━━ Text ━━

Friday, December 28, 2012

About non-JXD Actions Semi-based devices

I finally managed to get hold of the type of firmware that I believe was installed on the Kulala K-802 lookalike that I have since given away. It's from a device called "Ko W5000", and is identified as "P2 100423 int us225a 1027 100227" by the Product Tool. I have extracted the files from that firmware and found that, while it appears similar to the JXD MIPS devices, the OS is sufficiently different that it won't make sense to support it in my actsemi project.

So I won't look into this type of system, but if you want to you can download the firmware image and the files I have extracted from it.

Friday, December 21, 2012

Ewww, MIPS! (Spectrum emulator)

xpectrum for the SPMP8000


A week or so ago I have ported xpectrum (also known as gp2xpectrum, iXpectrum, Xpectroid, and Aunt Irma [citation needed]) to the SPMP8000 platform. There is no support for ZIP files (if built with zlib all files, even non-compressed ones, fail to load), and the scaling in full-screen mode is done in software, and not very well. Other than that, it works quite nicely, sound and virtual keyboard included. You can download it here, source code is at the usual place.

The A3300 is... different.

━━━
━━ Extracted data ━━

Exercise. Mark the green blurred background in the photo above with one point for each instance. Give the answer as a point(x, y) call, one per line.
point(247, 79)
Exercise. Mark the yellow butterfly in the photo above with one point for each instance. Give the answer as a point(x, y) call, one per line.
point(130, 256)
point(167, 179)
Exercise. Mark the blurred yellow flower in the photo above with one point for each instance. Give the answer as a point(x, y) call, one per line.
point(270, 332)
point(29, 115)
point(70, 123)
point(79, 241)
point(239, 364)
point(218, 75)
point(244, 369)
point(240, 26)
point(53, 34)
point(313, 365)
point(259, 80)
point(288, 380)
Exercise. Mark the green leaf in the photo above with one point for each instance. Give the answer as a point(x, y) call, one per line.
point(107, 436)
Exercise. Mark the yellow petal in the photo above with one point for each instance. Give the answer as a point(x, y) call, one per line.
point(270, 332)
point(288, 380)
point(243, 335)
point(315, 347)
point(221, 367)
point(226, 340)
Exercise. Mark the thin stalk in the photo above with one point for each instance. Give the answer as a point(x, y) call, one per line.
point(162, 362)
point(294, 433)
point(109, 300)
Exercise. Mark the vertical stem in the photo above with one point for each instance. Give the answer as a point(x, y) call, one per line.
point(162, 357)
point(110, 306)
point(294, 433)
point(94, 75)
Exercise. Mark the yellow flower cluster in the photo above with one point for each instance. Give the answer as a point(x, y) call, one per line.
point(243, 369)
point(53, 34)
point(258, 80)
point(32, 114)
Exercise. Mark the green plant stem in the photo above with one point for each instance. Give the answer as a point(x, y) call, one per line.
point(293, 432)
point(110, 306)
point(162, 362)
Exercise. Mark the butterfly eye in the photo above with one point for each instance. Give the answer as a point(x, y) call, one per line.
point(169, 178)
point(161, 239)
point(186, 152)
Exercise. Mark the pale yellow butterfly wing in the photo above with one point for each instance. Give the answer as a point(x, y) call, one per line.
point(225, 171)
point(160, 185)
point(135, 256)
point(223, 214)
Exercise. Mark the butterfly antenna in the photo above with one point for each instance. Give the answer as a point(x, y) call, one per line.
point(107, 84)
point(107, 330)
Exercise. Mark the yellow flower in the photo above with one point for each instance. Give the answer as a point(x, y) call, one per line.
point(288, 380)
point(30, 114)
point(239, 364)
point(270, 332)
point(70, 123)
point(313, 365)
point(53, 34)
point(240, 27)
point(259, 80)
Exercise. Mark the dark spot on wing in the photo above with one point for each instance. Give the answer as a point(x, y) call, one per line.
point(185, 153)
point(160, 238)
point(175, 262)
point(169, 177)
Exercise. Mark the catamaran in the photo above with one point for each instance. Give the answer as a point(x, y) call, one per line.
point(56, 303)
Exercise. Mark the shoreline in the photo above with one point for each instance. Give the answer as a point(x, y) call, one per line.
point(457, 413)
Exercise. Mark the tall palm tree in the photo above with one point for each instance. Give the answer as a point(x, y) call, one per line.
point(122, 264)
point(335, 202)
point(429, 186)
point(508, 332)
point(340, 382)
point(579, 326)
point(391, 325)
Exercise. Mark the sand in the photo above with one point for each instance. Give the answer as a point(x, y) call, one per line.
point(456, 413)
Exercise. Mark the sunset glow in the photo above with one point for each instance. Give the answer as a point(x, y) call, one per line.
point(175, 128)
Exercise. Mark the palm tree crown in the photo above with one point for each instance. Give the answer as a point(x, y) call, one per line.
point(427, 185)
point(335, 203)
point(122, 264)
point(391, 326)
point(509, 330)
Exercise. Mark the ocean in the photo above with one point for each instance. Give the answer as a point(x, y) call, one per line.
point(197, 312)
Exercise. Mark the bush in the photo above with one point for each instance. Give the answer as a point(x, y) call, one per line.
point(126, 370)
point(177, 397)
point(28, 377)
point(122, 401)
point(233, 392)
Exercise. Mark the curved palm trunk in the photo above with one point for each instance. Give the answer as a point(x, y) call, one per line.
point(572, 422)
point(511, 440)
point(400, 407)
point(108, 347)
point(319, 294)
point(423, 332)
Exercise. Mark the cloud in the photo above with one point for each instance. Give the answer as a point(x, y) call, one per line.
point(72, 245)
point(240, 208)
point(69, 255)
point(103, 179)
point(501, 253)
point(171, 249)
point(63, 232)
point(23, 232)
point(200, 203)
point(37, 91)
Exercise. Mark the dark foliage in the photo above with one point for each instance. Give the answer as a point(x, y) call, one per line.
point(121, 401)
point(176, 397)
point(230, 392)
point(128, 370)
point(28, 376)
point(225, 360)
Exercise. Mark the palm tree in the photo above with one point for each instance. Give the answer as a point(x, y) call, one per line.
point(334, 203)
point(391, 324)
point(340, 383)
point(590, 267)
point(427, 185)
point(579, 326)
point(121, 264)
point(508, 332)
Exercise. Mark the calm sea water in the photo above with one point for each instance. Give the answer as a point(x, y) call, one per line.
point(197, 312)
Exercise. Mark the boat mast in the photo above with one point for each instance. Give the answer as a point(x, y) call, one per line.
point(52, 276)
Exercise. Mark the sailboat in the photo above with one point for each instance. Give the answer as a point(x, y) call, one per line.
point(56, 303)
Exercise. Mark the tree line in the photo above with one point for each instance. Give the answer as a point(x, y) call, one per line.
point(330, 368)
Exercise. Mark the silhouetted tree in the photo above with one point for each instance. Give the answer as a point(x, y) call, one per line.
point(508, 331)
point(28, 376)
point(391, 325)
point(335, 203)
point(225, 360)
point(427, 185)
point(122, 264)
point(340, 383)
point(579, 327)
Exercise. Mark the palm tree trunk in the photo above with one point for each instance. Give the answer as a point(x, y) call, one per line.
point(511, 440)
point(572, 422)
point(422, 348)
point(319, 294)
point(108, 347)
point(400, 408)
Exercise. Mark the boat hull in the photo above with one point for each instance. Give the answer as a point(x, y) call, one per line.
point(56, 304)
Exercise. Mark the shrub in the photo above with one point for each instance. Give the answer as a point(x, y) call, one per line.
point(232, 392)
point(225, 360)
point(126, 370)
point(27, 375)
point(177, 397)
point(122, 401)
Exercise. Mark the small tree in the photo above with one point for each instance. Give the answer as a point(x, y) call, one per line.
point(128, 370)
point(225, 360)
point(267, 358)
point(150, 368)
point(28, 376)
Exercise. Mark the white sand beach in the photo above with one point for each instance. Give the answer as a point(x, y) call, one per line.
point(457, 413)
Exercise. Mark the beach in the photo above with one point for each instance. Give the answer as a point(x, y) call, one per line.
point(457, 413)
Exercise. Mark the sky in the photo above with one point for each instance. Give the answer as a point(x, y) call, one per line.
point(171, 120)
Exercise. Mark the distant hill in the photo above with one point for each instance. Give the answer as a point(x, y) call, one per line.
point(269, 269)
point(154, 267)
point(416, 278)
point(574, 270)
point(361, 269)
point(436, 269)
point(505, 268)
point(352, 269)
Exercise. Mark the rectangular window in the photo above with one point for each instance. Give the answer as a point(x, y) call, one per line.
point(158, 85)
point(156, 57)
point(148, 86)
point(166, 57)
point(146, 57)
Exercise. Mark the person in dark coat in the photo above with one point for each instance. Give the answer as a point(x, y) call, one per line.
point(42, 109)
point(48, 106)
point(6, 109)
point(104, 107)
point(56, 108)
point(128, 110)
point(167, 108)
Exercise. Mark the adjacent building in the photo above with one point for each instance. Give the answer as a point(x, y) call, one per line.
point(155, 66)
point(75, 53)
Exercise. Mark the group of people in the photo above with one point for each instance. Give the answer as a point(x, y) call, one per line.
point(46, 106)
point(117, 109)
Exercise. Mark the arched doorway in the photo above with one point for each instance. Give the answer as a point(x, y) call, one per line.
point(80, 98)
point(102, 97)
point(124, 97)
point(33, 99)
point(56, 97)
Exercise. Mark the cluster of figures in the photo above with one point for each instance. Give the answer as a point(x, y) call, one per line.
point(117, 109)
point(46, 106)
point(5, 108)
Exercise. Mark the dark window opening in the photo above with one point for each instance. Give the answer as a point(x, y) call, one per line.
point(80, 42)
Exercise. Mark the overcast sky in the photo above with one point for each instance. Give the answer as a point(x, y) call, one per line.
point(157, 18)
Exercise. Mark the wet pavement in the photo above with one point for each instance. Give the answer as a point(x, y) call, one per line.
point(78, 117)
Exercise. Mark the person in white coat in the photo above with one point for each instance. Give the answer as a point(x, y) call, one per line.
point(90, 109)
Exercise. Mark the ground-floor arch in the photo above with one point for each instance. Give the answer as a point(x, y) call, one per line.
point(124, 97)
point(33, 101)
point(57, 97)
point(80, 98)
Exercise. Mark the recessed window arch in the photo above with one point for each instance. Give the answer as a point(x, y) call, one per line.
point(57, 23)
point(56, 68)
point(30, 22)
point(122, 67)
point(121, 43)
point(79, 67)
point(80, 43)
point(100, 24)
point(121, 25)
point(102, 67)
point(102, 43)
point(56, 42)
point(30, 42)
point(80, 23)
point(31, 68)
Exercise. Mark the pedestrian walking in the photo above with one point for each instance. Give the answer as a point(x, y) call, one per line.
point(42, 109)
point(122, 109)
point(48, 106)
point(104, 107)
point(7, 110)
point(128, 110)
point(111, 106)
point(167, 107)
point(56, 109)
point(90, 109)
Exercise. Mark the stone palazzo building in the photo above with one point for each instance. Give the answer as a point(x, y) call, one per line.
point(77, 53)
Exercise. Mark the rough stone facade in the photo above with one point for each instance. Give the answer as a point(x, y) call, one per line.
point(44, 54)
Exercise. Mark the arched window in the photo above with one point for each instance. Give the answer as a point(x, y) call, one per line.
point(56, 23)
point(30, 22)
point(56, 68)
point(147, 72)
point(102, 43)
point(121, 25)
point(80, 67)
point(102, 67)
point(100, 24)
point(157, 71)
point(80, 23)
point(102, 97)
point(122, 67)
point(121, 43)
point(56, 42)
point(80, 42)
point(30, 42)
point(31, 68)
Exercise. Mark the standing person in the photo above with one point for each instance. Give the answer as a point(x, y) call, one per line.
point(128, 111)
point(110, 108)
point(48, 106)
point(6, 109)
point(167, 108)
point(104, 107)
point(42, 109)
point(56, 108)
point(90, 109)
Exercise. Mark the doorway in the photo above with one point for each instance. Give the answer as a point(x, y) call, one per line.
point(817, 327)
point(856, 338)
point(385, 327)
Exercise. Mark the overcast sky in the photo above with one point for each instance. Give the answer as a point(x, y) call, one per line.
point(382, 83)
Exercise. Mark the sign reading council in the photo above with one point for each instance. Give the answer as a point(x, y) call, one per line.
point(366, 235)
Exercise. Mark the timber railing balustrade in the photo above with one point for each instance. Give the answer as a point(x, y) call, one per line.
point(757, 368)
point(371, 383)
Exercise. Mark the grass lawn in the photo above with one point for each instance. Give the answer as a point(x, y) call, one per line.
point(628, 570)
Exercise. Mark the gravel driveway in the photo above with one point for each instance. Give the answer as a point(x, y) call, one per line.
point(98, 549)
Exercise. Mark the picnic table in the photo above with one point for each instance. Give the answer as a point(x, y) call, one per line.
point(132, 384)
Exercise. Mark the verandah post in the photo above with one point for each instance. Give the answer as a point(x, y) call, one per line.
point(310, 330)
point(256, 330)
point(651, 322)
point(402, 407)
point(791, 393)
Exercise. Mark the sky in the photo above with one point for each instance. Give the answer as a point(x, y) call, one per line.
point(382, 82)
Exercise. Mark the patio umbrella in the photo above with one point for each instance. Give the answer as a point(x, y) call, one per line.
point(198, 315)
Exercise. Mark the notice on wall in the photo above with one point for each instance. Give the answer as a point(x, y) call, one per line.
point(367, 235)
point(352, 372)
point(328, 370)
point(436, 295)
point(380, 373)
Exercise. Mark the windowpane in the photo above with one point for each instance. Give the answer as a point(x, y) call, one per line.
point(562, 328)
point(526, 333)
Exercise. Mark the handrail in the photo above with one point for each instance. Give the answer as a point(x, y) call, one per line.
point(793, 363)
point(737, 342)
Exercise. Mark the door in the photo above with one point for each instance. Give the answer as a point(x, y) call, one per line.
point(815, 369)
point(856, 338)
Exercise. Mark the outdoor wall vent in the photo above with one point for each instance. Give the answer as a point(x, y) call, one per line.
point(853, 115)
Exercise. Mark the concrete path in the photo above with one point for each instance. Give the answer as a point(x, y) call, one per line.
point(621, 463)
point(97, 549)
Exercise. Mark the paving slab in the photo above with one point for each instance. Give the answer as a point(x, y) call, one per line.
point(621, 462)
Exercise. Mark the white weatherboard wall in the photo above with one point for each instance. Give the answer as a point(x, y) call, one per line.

━━━

- Set exercise 1 -
In the blog posts, how does the Product Tool identify the Ko W5000 firmware?
- Set exercise 2 -
Do these statements agree with the blog posts? (a) The xpectrum port for the SPMP8000 can load ZIP files. (b) In full-screen mode, xpectrum does its scaling in software. (c) The author intends to support the Ko W5000 operating system in the actsemi project. Answer yes or no for each and quote the deciding words.
- Set exercise 3 -
Pick up the blog posts about Actions Semi devices and the Spectrum emulator after their final sentence and keep writing.
These entries were taken from a separate source.

- Expected output 1 -
"P2 100423 int us225a 1027 100227"

- Expected output 2 -
(a) No: "There is no support for ZIP files"
(b) Yes: "the scaling in full-screen mode is done in software"
(c) No: "it won't make sense to support it in my actsemi project"

- Expected output 3 -
I actually wanted to fix the two issues with xpectrum before announcing it here, but I didn't find the time because I've been had. My JXD A3300 has arrived at about the same time I finished the xpectrum port, and when I tried to run the emulator on it, it didn't work! Apparently, the A3300 is not an SPMP8000 device at all, but based on some obscure MIPS controller by "Actions Semiconductor". A little online research indicated that nobody has done any homebrewing on this platform yet. Bummer.

Not so fast!


I was unwilling to write off this purchase, though, so I went ahead and extracted the data from the encrypted firmware update image for the A3300. (Load it into the firmware update tool, attach OllyDbg, find the largest data segment, dump it, remove some superfluous bytes, and you've got yourself an SQLite3 database file.)
As it turned out, this system is a very, very different beast, but in many ways every bit as crappy as the good old SPMP8000/eCos platform.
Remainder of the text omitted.